▼

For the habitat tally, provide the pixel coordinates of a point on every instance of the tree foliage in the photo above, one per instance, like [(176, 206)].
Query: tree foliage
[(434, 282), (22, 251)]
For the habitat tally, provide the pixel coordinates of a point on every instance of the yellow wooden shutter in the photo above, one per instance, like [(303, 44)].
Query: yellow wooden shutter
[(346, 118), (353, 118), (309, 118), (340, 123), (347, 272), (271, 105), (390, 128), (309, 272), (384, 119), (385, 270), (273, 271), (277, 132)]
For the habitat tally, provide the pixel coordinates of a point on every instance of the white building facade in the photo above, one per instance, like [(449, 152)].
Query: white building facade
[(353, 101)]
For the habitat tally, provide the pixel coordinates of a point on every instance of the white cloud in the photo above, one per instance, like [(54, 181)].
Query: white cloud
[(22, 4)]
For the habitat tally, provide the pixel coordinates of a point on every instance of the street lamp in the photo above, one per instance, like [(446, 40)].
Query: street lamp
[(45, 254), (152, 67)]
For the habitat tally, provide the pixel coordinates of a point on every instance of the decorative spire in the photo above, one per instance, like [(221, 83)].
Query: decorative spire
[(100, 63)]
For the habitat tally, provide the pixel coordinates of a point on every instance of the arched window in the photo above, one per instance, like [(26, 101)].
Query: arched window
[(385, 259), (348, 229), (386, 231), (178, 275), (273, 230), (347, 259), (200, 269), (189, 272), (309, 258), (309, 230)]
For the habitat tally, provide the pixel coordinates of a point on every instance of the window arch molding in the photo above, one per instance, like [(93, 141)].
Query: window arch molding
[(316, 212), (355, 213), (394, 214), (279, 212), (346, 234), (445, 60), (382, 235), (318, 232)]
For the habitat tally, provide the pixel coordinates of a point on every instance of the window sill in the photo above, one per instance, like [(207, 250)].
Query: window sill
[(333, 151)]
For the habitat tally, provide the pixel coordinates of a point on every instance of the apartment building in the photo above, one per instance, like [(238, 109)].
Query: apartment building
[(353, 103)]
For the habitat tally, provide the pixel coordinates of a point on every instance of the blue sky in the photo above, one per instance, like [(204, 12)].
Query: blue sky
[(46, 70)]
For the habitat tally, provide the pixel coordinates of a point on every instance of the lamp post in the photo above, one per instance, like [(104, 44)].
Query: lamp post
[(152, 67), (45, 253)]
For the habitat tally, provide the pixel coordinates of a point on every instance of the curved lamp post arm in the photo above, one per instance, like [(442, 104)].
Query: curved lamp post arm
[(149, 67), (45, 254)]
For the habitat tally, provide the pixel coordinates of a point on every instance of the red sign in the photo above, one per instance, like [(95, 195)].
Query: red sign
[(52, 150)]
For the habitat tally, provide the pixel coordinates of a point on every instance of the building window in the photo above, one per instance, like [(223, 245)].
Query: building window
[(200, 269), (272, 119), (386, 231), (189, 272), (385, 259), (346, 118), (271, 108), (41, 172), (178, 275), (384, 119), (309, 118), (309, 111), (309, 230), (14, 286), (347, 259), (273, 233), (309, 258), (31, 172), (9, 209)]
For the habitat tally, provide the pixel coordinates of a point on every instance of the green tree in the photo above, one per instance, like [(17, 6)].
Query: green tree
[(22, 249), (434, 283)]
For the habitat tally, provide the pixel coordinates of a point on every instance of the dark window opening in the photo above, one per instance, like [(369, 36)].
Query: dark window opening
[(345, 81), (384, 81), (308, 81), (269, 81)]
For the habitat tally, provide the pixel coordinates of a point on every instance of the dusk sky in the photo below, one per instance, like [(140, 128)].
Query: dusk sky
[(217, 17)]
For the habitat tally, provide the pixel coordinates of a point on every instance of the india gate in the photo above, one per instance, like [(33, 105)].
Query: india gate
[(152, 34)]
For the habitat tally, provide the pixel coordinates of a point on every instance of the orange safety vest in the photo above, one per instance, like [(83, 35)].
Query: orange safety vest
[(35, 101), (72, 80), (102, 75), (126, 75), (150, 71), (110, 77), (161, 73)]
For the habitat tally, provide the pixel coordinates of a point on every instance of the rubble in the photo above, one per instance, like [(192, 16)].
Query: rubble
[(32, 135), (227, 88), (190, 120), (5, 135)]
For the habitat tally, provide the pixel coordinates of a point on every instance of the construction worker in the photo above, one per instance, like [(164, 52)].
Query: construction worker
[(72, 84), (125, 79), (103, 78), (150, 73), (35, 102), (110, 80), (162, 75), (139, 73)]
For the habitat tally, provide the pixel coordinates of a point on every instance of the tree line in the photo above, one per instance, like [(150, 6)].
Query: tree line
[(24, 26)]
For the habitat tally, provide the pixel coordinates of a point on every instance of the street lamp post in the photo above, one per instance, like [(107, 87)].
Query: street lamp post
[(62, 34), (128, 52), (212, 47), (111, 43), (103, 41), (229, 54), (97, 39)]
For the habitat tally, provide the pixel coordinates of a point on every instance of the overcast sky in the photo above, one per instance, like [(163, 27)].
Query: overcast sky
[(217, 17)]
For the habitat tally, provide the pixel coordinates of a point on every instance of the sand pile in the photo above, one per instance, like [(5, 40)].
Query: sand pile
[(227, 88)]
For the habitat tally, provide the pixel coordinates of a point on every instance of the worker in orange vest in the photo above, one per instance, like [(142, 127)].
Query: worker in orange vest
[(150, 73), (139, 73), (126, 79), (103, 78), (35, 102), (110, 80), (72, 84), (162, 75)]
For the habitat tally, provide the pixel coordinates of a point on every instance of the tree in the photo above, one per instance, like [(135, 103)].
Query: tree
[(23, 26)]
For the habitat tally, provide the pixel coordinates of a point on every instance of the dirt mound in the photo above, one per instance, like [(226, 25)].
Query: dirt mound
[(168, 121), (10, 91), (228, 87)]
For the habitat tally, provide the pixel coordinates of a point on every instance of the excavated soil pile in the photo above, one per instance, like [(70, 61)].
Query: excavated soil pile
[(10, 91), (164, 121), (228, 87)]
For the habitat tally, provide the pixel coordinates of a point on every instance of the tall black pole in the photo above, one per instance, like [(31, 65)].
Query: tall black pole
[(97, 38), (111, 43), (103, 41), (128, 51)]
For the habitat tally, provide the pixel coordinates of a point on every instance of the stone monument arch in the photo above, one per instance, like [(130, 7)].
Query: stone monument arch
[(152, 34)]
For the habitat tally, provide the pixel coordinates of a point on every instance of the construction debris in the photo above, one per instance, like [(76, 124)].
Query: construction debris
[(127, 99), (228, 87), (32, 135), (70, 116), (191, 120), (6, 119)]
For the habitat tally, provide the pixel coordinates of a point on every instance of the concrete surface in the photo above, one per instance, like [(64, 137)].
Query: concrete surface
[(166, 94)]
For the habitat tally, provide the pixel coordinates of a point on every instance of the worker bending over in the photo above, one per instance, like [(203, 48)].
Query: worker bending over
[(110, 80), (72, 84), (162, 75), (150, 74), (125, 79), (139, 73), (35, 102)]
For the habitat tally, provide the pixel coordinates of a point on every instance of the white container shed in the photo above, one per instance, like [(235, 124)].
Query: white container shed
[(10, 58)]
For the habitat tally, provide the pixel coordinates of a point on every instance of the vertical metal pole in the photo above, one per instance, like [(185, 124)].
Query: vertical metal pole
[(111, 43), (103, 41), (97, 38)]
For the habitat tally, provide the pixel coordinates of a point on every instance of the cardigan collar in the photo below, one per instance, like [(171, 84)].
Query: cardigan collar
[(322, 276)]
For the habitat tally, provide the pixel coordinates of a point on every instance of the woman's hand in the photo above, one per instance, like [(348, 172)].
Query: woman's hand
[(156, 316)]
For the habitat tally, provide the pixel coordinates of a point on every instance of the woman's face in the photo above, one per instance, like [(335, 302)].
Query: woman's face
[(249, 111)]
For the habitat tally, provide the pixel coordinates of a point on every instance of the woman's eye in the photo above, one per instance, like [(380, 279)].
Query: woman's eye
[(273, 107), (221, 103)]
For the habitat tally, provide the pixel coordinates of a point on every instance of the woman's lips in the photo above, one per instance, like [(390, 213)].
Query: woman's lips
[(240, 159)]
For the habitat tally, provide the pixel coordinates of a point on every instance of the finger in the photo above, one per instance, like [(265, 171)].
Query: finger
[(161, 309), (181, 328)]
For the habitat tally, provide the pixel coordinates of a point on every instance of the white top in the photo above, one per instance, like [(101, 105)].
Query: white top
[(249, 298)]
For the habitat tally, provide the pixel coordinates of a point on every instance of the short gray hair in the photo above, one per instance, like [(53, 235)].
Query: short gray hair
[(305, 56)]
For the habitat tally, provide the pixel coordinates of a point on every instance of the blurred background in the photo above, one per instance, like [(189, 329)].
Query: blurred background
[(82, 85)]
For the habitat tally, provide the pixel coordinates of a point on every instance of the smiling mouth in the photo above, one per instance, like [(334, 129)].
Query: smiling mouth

▲

▶ **Exercise**
Print, without alteration, only the lines above between the one holding "like [(135, 103)]." and the one holding "like [(203, 48)].", inclusive.

▶ **Task result**
For the habitat tally, provide the pixel coordinates of a point on every instance of the tree in the photo above, one per instance, like [(135, 103)].
Query: tree
[(23, 26)]
For the habitat tally, provide the pixel coordinates of a point on every instance of the dirt mound in the photo above, one per instance, like [(226, 25)].
Query: dirt mound
[(168, 121), (10, 91), (228, 87)]
For the habitat tally, provide the pixel coordinates of a point on every instance of the excavated soil pile in the photo above, one per instance, like [(70, 61)].
Query: excavated soil pile
[(10, 91), (164, 121), (228, 87)]
For the habitat tally, provide the pixel coordinates of a point on every instance of the tall black pole in the photo above, one per instance, like [(31, 65)].
Query: tall black pole
[(97, 38), (111, 43), (103, 41), (128, 51)]
For the habitat tally, provide the pixel coordinates of a point on every instance of the stone monument arch in the photo above, one per instance, like [(130, 7)].
Query: stone monument arch
[(152, 34)]
For the habitat tally, provide the pixel coordinates of a point on every instance of the construction debris in the photo above, one per instance, like [(76, 124)].
Query: construction debris
[(127, 99), (228, 87), (32, 135), (70, 116), (191, 120), (6, 119)]
For the habitat tally, provide the pixel coordinates of a point on every instance of the concrete surface in the photo above, one per instance, like [(64, 137)].
Query: concrete surface
[(166, 94)]
For the habitat tally, provide the pixel coordinates of a point on every instance of the worker bending over in the photo above, one per instance, like [(203, 48)].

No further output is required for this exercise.